[Collection entries]
################

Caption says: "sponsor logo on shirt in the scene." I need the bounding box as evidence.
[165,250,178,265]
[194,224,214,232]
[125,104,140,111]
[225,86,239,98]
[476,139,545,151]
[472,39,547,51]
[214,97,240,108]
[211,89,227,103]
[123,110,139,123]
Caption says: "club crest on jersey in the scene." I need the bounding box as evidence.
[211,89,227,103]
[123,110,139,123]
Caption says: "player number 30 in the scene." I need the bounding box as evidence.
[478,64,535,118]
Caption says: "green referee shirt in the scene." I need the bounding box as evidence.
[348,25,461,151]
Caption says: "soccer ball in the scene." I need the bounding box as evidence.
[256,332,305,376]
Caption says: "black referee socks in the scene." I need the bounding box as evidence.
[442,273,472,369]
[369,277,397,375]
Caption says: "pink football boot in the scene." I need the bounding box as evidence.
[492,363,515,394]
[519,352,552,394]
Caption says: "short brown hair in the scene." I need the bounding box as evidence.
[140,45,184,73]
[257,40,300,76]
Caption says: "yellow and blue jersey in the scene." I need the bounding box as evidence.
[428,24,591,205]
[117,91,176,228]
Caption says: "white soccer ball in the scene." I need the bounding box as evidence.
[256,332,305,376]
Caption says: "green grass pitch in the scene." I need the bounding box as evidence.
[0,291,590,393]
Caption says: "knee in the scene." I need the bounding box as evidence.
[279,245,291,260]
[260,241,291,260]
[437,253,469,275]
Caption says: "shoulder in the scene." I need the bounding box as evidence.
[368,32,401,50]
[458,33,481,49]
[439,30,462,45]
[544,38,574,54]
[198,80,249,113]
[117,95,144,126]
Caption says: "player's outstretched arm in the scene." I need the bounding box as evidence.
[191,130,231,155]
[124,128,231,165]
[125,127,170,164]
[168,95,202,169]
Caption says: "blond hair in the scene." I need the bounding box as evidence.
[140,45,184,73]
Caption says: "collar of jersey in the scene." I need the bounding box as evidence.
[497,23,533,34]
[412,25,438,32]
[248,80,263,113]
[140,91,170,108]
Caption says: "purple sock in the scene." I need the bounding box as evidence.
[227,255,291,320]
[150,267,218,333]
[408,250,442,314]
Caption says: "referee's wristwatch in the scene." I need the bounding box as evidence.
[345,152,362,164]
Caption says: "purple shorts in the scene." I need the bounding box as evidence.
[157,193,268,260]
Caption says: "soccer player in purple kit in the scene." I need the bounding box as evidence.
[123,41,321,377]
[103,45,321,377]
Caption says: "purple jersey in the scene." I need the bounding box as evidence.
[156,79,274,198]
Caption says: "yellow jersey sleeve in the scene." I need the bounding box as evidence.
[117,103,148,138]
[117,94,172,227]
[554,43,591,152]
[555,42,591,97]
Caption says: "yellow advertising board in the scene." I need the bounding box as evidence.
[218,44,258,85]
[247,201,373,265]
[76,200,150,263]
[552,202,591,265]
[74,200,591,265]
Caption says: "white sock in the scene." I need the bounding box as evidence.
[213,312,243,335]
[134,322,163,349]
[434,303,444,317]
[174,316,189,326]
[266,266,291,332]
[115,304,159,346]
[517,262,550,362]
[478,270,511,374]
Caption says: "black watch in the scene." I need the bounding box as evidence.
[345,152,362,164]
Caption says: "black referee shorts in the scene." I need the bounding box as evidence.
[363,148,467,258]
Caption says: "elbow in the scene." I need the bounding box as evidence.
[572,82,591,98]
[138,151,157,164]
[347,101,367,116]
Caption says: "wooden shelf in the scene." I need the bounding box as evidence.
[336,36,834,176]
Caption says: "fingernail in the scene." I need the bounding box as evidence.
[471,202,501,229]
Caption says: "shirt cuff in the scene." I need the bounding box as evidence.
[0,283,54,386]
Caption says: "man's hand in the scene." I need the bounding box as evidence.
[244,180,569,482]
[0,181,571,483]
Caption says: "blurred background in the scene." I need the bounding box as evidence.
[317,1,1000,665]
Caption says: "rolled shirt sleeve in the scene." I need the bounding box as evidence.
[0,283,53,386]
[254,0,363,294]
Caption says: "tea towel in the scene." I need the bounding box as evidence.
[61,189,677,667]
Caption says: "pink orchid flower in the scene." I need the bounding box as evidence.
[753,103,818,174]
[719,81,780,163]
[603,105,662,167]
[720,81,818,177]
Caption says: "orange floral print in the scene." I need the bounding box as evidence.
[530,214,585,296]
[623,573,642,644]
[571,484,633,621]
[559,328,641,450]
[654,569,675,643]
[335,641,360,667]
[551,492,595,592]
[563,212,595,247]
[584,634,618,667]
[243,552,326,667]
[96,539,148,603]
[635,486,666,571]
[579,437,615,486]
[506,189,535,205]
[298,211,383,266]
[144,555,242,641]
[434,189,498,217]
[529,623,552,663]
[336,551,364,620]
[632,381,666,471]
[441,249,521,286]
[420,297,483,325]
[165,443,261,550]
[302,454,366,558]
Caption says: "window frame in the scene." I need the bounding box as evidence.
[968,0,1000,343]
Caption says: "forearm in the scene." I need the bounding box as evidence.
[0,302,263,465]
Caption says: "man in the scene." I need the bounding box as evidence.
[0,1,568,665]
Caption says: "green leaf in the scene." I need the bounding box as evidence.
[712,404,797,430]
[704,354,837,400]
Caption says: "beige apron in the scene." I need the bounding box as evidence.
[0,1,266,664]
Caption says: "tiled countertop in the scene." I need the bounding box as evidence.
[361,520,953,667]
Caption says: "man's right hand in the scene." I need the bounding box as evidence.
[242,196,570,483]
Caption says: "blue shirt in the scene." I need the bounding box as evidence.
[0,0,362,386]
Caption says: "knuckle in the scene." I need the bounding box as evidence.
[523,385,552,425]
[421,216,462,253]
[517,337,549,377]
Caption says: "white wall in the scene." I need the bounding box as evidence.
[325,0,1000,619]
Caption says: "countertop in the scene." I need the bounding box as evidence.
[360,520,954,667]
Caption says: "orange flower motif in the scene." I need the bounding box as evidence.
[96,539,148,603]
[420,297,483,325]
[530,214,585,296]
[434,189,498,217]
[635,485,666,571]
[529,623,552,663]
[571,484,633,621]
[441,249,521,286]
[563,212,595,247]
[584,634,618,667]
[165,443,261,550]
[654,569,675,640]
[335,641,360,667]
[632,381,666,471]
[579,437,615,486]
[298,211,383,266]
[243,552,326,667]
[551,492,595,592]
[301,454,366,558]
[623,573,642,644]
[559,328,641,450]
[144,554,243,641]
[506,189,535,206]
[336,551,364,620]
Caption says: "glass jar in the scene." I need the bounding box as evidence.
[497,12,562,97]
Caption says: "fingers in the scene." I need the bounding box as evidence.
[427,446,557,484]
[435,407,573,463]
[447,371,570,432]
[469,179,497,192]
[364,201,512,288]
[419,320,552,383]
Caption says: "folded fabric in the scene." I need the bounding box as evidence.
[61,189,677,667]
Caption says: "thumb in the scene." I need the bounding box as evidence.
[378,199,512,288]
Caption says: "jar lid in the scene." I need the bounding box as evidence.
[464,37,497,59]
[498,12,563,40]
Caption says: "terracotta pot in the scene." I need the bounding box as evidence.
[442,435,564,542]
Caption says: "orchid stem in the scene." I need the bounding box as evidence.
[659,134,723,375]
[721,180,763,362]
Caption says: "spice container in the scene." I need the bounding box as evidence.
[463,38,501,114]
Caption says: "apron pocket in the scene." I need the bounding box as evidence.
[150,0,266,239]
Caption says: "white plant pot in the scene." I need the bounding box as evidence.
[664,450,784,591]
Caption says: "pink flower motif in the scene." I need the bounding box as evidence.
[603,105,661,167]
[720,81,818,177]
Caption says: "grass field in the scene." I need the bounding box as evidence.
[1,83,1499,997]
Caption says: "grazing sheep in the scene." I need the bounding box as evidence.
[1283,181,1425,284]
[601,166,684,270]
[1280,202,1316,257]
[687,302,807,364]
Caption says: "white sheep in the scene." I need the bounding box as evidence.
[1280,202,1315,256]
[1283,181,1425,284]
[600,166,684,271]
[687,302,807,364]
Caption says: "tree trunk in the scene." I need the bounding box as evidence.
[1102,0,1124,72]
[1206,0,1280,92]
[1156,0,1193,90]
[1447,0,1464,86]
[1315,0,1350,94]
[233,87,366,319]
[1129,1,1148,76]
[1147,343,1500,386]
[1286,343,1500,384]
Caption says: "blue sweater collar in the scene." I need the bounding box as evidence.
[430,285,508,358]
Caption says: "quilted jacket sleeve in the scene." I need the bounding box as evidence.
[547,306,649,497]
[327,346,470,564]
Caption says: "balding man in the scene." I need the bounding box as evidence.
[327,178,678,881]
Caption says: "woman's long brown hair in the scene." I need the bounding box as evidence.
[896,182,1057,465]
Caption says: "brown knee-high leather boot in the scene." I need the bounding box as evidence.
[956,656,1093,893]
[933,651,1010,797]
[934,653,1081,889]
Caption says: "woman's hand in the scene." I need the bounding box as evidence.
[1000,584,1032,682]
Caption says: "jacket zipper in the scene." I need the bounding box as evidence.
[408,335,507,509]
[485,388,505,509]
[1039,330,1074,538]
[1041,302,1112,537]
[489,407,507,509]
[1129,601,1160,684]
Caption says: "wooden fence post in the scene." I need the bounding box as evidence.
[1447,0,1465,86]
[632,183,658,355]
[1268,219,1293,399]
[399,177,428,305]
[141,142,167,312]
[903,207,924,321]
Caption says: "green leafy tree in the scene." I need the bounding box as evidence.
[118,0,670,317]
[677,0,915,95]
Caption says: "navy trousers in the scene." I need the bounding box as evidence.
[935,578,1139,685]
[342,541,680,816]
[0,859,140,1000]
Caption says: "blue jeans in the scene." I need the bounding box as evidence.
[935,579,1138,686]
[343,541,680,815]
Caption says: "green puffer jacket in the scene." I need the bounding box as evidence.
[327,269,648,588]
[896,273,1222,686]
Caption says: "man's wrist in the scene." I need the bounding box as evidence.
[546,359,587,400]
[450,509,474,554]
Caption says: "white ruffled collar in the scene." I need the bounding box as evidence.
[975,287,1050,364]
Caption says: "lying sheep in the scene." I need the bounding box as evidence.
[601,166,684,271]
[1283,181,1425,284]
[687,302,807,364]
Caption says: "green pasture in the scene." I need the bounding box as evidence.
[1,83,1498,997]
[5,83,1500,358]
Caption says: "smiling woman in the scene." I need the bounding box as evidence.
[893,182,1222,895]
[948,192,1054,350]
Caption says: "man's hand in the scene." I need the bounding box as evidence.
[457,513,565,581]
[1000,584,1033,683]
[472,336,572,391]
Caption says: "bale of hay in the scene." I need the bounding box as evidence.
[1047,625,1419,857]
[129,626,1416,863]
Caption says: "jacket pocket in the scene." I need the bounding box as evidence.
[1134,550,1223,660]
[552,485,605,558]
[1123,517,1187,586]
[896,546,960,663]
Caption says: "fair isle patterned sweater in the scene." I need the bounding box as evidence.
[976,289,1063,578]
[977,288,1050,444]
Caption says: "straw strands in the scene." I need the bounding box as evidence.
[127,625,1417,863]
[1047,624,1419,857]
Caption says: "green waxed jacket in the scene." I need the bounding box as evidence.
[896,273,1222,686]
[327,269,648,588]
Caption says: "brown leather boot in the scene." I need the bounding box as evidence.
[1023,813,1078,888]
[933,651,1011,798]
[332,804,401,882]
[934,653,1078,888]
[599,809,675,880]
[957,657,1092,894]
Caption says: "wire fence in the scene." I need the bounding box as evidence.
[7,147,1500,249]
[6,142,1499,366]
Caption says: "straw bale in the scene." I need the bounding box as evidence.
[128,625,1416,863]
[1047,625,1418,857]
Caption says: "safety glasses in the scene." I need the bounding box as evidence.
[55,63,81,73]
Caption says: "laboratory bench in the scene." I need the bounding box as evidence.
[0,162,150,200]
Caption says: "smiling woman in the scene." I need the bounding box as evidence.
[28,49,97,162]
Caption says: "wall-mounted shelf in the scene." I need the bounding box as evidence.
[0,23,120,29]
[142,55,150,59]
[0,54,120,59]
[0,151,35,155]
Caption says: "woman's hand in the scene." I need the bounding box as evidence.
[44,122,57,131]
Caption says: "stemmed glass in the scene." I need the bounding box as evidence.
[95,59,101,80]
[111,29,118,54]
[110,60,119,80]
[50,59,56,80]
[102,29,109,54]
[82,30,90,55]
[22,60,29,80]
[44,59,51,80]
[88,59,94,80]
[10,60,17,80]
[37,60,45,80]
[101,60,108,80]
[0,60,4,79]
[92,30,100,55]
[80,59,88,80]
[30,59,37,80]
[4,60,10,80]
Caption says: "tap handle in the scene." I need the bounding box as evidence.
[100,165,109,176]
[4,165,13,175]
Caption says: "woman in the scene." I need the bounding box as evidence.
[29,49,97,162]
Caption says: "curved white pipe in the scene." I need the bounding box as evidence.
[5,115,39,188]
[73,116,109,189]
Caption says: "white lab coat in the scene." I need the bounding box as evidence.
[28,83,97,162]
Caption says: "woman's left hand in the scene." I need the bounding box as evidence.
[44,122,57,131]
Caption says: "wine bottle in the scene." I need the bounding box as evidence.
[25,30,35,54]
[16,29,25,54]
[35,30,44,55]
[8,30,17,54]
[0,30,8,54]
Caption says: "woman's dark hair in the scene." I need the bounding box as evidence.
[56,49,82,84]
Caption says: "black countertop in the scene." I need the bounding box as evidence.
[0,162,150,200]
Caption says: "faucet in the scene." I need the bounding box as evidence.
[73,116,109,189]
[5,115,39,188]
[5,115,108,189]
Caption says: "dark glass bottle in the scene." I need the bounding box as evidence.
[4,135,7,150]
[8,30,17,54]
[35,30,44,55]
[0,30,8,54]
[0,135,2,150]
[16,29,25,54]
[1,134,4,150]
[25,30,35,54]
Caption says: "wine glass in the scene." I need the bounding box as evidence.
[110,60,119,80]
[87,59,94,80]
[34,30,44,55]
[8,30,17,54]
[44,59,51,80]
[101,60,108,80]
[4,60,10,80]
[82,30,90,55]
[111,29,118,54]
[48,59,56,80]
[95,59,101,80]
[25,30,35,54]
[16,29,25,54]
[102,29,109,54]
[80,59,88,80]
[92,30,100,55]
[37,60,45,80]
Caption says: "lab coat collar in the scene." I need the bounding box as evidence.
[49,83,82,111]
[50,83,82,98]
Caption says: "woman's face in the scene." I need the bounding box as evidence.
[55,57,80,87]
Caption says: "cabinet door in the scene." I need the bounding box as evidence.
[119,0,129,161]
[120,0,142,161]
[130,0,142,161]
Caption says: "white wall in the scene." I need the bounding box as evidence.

################

## What you need to do
Each line from the one holding "left hand in" down to the end of the records above is to be repeated exactly; no other line belongs in the reply.

## Written response
Caption says: "woman's left hand in the scene." I need the bounding box as evidence.
[44,122,57,131]
Caption says: "wine bottle in the scene." I need the bounding box as evidence.
[25,30,35,54]
[16,29,25,54]
[35,30,44,55]
[8,30,17,54]
[0,30,8,54]
Caption says: "woman's dark hair in the scene." I need the bounding box as evidence.
[56,49,82,84]
Caption says: "black countertop in the scene." I need the bounding box as evidence.
[0,162,150,200]
Caption says: "faucet in the scene." I need the bounding box as evidence.
[73,116,109,189]
[5,115,39,188]
[5,115,108,189]
Caption says: "dark glass bottle in the scene." I need the bounding box as evidence.
[4,135,7,150]
[8,30,17,54]
[35,30,44,55]
[0,30,8,54]
[0,135,2,150]
[16,29,25,54]
[1,134,4,150]
[25,30,35,54]
Caption says: "wine glass in the scene." I need the bounding box as evidence.
[110,60,119,80]
[87,59,94,80]
[34,30,44,55]
[8,30,17,54]
[44,59,51,80]
[101,60,108,80]
[4,60,10,80]
[82,30,90,55]
[111,29,118,54]
[48,59,56,80]
[95,59,101,80]
[25,30,35,54]
[16,29,25,54]
[102,29,109,54]
[80,59,88,80]
[92,30,100,55]
[37,60,45,80]
Caption says: "lab coat collar in the scene." I need the bounding box as evidence.
[49,83,82,111]
[50,83,82,98]
Caption says: "woman's face in the scene." I need the bounding box as evidence.
[55,57,80,87]
Caption says: "cabinet door in the scene." I need the bounding box as evidence.
[119,0,129,161]
[120,0,142,161]
[130,0,142,161]
Caption says: "white wall in the scene." I need the bounding box as evidence.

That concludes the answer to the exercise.